• _Hasil yang Diminta_
Tuliskan ulang secara persis bagian kutipan tentang shalat Jumat tiga gelombang di Tunis, mulai dari "Juga dikatakan ‘terpaksa’, karena" sampai dengan "atau menjelang Ashar).".

• _Kutipan Terpilih_
===============

Menimbang Jumat Tiga Gelombang
Karena ada kesibukan sejak pagi hingga siang, terpaksa kemaren aku shalat
Jumat gelombang ketiga di Masjid al Halq yang berlokasi di Suq Ashr, Old
Tunis.
Dikatakan gelombang ketiga, karena khatib naik mimbar sekitar 40 menit
sebelum adzan Ashar. Khatib berkhutbah kira-kira 30 menit, kemudian shalat
Jumat. Setelah rehat sejenak, dilanjut dengan adzan dan shalat Ashar
berjama’ah.
Juga dikatakan ‘terpaksa’, karena aku biasanya shalat Jumat awal waktu.
Shalat pada gelombang ketiga hanya kulakukan saat ada urusan yang tidak bisa
ditunda.
***
Untunglah di Tunis ini ada beberapa pilihan waktu shalat Jumat : awal waktu
(dimulai sekitar jam 12.30), pertengahan (dimulai pukul 14.00), dan akhir (dimulai
jam 15an atau menjelang Ashar).
Pembagian jadwal ini ditetapkan oleh pemerintah. Artinya, pemerintah yang
menunjuk masjid A Jumat pertama, masjid B Jumat kedua, masjid C Jumat ketiga,
dan seterusnya. Pertimbangan utamanya adalah lokasi masjid. Masjid di kawasan
keramaian atau pasar, umumnya Jumat kedua atau ketiga. Seperti di masjid al
Halq tadi yang berlokasi di dekat pasar tradisional. Masjid Agung Zitouna,
menggelar Jumat pada gelombang kedua. Masjid dekat kawasan perkantoran, umumnya
Jumat pertama, mengingat jam istirahat kantor biasanya pukul 12.30-14.00. Di
kawasan pedesaan, mayoritas masjid juga menggelar Jumat pada gelombang pertama.
Dengan pembagian seperti ini, maka sebuah urusan yang sangat penting (yang
seandainya ditunda akan lebih repot) atau acara-acara resmi, tidak mesti “harus
dihentikan” pada jam 12.30, melainkan dapat tetap dituntaskan hingga jam 14.00
atau 15.00, tanpa kekhawatiran “tidak kebagian Jumat”.
Kebijakan pemerintah ini memberikan banyak kemudahan bagi umat. Setiap orang
dapat memilih waktu Jumat sesuai dengan aktifitasnya. Hal ini jelas sejalan
dengan prinsip raf’ul harj (menghilangkan kesulitan), yang merupakan salah
satu karakter sekaligus maqasid (tujuan) syariat Islam. Dalilnya sangat banyak,
baik dalam Al Quran maupun Hadits.

===============

• _Data Hasil Ekstraksi_
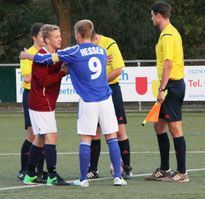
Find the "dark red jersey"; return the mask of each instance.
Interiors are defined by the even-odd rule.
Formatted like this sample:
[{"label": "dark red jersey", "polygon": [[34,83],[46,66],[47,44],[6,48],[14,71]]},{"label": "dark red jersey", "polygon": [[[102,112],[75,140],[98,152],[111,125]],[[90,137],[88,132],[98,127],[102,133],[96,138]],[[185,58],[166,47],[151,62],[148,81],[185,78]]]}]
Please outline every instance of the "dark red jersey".
[{"label": "dark red jersey", "polygon": [[[42,48],[38,53],[46,54]],[[28,97],[29,108],[34,111],[53,111],[59,95],[61,79],[65,72],[60,71],[62,63],[43,65],[33,62],[31,90]]]}]

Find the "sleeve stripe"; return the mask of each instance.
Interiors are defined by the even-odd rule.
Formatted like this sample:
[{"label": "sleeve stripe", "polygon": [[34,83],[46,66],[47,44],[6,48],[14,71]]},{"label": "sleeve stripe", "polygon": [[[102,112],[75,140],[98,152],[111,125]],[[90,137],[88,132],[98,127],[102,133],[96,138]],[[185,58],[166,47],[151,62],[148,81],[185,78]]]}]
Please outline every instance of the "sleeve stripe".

===============

• _Jawaban Lengkap_
Juga dikatakan ‘terpaksa’, karena aku biasanya shalat Jumat awal waktu.
Shalat pada gelombang ketiga hanya kulakukan saat ada urusan yang tidak bisa
ditunda.
***
Untunglah di Tunis ini ada beberapa pilihan waktu shalat Jumat : awal waktu
(dimulai sekitar jam 12.30), pertengahan (dimulai pukul 14.00), dan akhir (dimulai
jam 15an atau menjelang Ashar).